**EXTRAIT DU DOCUMENT:**
Les premiers concurrents commençaient à affluer vers les sas encore déserts. Nous allions nous placer dans le troisième sas quand un organisateur nous a informés que nos dossards (respectivement 251, 316, 716) permettaient d’accéder au second sas. Nous ne voulions pas nous retrouver à la toute fin du peloton et là, nous allions partir à quelques mètres des élites. A attendre pendant plus d’une heure sur une route balayée par le vent, je commençais à prendre froid. J’ai revêtu un maillot thermique moulant (avec lequel je pourrai tout aussi bien me lancer dans la plongée sous-marine dans l’Artique) sous mon T-shirt, ajouté une deuxième couche et enfilé une veste imperméable. J’ai retiré ma veste quelques minutes avant le départ et j’ai gardé le reste pour conserver un peu de chaleur pendant les tous premiers kilomètres.
Quand les sas furent bondés et que la pression du départ est devenue palpable, la sono a craché son hymne. On ne me compte pas parmi les grands fans d’Euro-dance et de chants crypto-grégoriens à la sauce technoïde. J’ai doucement sourit du silence religieux qui s’est répandu lorsque le cruel Ameno d’Era a retentit.
Le speaker a lancé le décompte, des feux rouges ont jailli devant nous jusqu’à l’horizon et nous sommes partis.
6:17 à ma montre
A peine ai-je franchi la ligne de départ, qu’une puissante émotion me submerge. Un sentiment profond de bonheur et de puissance m’accompagne pendant les quatre cents premiers mètres. Les larmes me viennent aux yeux. Même cette musique pathétique raisonne différemment à mes oreilles. Je suis sur un nuage au milieu de ces torches qui inondent la route d’un halo rouge féérique.
La musique s’estompe à mesure que nous avançons ; on n’entend plus que le souffle des coureurs , le bruit de leurs semelles qui frappent le bitume et il n’y a plus que la lumière de nos frontales pour nous éclairer dans la nuit.

**DONNÉES FOURNIES:**

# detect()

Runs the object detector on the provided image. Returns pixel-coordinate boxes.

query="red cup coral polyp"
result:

**LES EXERCICES:**
a – Recopiez l'extrait de « Le speaker a » jusqu'à « halo rouge féérique. » inclus.
b – D'après l'extrait, pourquoi des vêtements supplémentaires sont-ils enfilés avant le départ, et pourquoi une partie en est-elle gardée une fois la veste retirée ? Répondez en une à trois phrases.
Le matériel fourni n'a aucun rapport avec l'extrait.

**CORRIGÉS DÉTAILLÉS:**
a –
Le speaker a lancé le décompte, des feux rouges ont jailli devant nous jusqu’à l’horizon et nous sommes partis.
6:17 à ma montre
A peine ai-je franchi la ligne de départ, qu’une puissante émotion me submerge. Un sentiment profond de bonheur et de puissance m’accompagne pendant les quatre cents premiers mètres. Les larmes me viennent aux yeux. Même cette musique pathétique raisonne différemment à mes oreilles. Je suis sur un nuage au milieu de ces torches qui inondent la route d’un halo rouge féérique.

b – Après plus d'une heure d'attente sur une route balayée par le vent, le froid commençait à se faire sentir, d'où le maillot thermique, la deuxième couche et la veste imperméable. La veste est retirée quelques minutes avant le départ, mais le reste est conservé pour garder un peu de chaleur pendant les tout premiers kilomètres.